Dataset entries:

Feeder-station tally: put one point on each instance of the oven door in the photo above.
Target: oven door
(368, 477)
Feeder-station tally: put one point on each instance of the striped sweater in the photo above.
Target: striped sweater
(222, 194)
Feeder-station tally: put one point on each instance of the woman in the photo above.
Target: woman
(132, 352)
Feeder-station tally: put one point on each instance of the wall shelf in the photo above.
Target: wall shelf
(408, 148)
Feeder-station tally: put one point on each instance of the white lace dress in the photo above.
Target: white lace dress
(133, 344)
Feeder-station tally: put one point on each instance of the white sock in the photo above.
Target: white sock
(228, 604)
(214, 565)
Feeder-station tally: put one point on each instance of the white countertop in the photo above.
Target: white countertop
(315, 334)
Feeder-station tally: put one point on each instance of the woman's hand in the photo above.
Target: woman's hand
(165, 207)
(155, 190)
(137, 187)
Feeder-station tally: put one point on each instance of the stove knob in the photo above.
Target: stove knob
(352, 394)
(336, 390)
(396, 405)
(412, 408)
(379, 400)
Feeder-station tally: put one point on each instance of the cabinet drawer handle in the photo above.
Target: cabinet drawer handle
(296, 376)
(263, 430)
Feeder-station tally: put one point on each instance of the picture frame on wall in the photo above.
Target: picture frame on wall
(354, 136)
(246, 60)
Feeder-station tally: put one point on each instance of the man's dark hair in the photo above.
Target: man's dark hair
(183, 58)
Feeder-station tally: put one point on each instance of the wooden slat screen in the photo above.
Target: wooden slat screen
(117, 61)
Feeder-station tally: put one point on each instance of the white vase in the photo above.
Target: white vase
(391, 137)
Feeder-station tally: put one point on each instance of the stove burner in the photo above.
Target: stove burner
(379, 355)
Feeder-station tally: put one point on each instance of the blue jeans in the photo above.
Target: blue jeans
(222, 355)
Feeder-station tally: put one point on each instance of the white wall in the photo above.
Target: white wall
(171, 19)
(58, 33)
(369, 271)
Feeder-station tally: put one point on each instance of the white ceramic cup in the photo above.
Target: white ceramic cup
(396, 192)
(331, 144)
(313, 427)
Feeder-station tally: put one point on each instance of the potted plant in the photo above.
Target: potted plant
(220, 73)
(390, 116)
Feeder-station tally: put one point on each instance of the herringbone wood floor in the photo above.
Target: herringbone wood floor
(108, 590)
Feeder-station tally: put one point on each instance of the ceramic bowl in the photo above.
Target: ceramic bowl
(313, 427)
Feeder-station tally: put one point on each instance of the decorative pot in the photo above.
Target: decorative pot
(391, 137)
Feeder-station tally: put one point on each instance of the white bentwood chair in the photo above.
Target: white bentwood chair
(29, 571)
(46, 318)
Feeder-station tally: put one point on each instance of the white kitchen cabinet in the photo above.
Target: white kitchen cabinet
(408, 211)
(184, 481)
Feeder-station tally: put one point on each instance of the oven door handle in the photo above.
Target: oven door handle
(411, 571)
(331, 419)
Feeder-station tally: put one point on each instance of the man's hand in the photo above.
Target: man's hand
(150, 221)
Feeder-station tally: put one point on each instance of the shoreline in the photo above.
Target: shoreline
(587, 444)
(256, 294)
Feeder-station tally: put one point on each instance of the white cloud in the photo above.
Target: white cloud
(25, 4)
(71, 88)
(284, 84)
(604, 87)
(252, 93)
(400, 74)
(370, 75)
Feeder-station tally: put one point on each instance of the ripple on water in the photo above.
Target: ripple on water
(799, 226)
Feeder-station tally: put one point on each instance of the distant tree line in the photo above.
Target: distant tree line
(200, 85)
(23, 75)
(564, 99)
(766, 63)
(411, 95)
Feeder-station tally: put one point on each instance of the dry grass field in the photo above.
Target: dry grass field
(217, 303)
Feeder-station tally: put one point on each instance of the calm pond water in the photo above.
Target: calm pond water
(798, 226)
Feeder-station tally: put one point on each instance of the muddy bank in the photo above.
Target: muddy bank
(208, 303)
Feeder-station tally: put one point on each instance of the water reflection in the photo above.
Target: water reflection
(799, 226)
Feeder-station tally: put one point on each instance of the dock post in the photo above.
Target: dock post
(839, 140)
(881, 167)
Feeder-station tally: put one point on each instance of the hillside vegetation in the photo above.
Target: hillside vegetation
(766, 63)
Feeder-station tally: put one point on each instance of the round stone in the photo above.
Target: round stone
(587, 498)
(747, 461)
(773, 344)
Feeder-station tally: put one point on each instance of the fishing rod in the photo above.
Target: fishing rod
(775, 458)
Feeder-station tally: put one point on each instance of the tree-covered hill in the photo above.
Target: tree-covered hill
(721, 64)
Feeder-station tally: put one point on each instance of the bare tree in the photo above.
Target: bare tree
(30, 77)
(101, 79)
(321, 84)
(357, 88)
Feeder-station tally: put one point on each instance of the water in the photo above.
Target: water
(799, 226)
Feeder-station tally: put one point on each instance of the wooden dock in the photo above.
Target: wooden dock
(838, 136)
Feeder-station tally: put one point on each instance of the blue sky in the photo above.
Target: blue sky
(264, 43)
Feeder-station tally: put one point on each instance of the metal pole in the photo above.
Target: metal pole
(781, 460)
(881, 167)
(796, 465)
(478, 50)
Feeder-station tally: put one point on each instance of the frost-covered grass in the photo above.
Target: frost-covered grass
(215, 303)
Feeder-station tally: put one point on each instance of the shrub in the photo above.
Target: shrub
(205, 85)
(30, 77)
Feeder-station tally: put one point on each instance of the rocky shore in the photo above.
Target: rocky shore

* WHAT YOU SHOULD DO *
Please transcribe the records in full, keeping every word as it is.

* YOUR SOLUTION *
Feeder-station tally: put one point on each instance of the oven door in the photo above.
Target: oven door
(368, 477)
Feeder-station tally: put one point on each instance of the striped sweater in the photo above.
Target: striped sweater
(222, 194)
Feeder-station tally: put one point on each instance of the woman in the photo above.
Target: woman
(132, 352)
Feeder-station tally: put one point on each instance of the wall shelf in the photo above.
Target: wall shelf
(408, 148)
Feeder-station tally: put one point on each instance of the white lace dress in the photo above.
Target: white lace dress
(133, 344)
Feeder-station tally: put one point on each instance of the white sock in the photo above.
Target: white sock
(228, 604)
(214, 565)
Feeder-station tally: put one point on each instance of the white countertop in the photo above.
Target: white countertop
(315, 334)
Feeder-station tally: put one point on each instance of the woman's hand in the photo above.
Target: woman's hand
(165, 207)
(155, 190)
(137, 187)
Feeder-station tally: put one point on each instance of the stove knob in the photo above.
Target: stove knob
(352, 394)
(336, 390)
(396, 405)
(412, 408)
(379, 400)
Feeder-station tally: put one point on each instance of the cabinet drawer handle in the photo above.
Target: cabinet drawer handle
(296, 376)
(263, 430)
Feeder-station tally: put one point on each instance of the picture frame on wall in the photo above.
Target: picture frame on wall
(354, 136)
(246, 60)
Feeder-station tally: put one point on each instance of the man's dark hair in the photo above.
Target: man's dark hair
(183, 58)
Feeder-station tally: put one point on each instance of the wooden slat screen in the photo above.
Target: wooden slat screen
(117, 61)
Feeder-station tally: put one point on each instance of the white vase in the photo above.
Target: white vase
(391, 137)
Feeder-station tally: put one point on each instance of the stove burner in the photo above.
Target: stove burner
(379, 355)
Feeder-station tally: put one point on each instance of the blue jeans in the photo above.
Target: blue jeans
(222, 355)
Feeder-station tally: put one point on each instance of the white wall in the photo above.
Target: white wall
(171, 19)
(58, 33)
(369, 271)
Feeder-station tally: put one point on each instance of the white ceramic cup in the photo above.
Target: white ceramic cup
(396, 192)
(331, 144)
(313, 427)
Feeder-station tally: put one point on each instance of the potted plant in the photo above.
Target: potted plant
(220, 73)
(390, 116)
Feeder-station tally: put one point on each instance of the herringbone wood floor in the photo above.
Target: herringbone wood floor
(108, 590)
Feeder-station tally: put one point on each instance of the ceramic bowl in the photo above.
Target: ceramic bowl
(313, 427)
Feeder-station tally: put one point on each instance of the decorative pot in the photo above.
Target: decorative pot
(391, 137)
Feeder-station tally: put one point on each instance of the white bentwood chair in the photo above.
Target: white bentwood chair
(29, 571)
(46, 318)
Feeder-station tally: put one point on each instance of the white kitchen cabinet in the photo above.
Target: white kitchen cabinet
(408, 211)
(184, 481)
Feeder-station tally: put one point on each instance of the oven door handle in the photo above.
Target: oven door handle
(411, 571)
(331, 419)
Feeder-station tally: put one point on each instance of the man's hand in the photo above.
Target: man's hand
(150, 221)
Feeder-station tally: put one point on each instance of the shoreline in the photo above.
Target: shoreline
(587, 444)
(256, 294)
Feeder-station tally: put one point on each instance of the white cloud in the photo above.
Target: white cloud
(25, 4)
(71, 88)
(284, 84)
(604, 87)
(252, 93)
(400, 74)
(370, 75)
Feeder-station tally: put one point on each instance of the ripple on water in the photo above.
Target: ripple on water
(799, 226)
Feeder-station tally: put one point on each instance of the distant tree line in the photo above.
Target: distant tree line
(200, 85)
(23, 75)
(564, 99)
(766, 63)
(411, 95)
Feeder-station tally: put one point on each instance of the dry grass field in the photo above.
Target: dry grass field
(217, 303)
Feeder-station tally: put one point on each instance of the calm pond water in the photo above.
Target: calm pond water
(798, 226)
Feeder-station tally: put one point on each instance of the muddy bank in the photo above.
Target: muddy bank
(208, 303)
Feeder-station tally: put one point on each instance of the water reflection in the photo above.
Target: water reflection
(799, 226)
Feeder-station tally: put one point on each instance of the dock post in the photo above.
Target: dock post
(839, 140)
(881, 167)
Feeder-station tally: put one point on each instance of the hillside vegetation in the photo above.
Target: hillside vegetation
(766, 63)
Feeder-station tally: put one point on each instance of the round stone in the photo above.
Target: round stone
(587, 498)
(747, 461)
(773, 344)
Feeder-station tally: put one point on each instance of the fishing rod in the photo above.
Target: fishing rod
(775, 458)
Feeder-station tally: put one point on each instance of the tree-covered hill in the photo above.
Target: tree-covered hill
(721, 64)
Feeder-station tally: put one point on each instance of the bare tree in the photo above.
Target: bare tree
(30, 77)
(101, 79)
(321, 84)
(357, 88)
Feeder-station tally: put one point on each instance of the water in the photo above.
Target: water
(799, 226)
Feeder-station tally: put one point on each instance of the wooden dock in the photo above.
Target: wooden dock
(838, 136)
Feeder-station tally: put one point on each instance of the blue sky in the photo above.
Target: blue sky
(264, 43)
Feeder-station tally: put one point on each instance of the metal pole in the photo above.
Target: metal pole
(781, 460)
(881, 167)
(796, 465)
(478, 50)
Feeder-station tally: put one point on each instance of the frost-covered grass in the photo above.
Target: frost-covered grass
(215, 303)
Feeder-station tally: put one point on each instance of the shrub in the photo above.
Target: shrub
(205, 85)
(30, 77)
Feeder-station tally: put one point on each instance of the rocky shore in the photo above.
Target: rocky shore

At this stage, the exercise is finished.